Written problem :: Pick out each line in the listing below that contains the word "bumper", and copy those lines.

Given records ::

* * *

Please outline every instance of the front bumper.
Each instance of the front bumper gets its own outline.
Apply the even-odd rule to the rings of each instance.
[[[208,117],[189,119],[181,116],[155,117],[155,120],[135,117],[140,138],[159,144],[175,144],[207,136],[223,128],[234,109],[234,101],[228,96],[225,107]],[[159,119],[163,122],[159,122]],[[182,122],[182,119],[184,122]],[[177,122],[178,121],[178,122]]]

* * *

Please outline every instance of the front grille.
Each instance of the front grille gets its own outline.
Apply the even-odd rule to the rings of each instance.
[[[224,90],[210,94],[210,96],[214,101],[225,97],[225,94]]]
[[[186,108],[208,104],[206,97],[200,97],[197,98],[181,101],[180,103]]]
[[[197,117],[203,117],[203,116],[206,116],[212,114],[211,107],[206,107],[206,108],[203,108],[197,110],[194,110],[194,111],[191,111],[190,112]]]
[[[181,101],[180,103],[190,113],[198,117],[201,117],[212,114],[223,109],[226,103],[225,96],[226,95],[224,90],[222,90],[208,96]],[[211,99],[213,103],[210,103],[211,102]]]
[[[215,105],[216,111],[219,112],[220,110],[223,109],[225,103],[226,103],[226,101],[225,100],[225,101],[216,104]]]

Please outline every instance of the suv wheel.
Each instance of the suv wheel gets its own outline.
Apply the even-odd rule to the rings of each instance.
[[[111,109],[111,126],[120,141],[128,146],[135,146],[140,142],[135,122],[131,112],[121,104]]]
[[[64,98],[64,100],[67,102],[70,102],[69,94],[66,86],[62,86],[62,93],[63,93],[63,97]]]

* * *

Solution to the exercise ::
Please outline every instance of the front bumper.
Each instance of the front bumper gets its own outline.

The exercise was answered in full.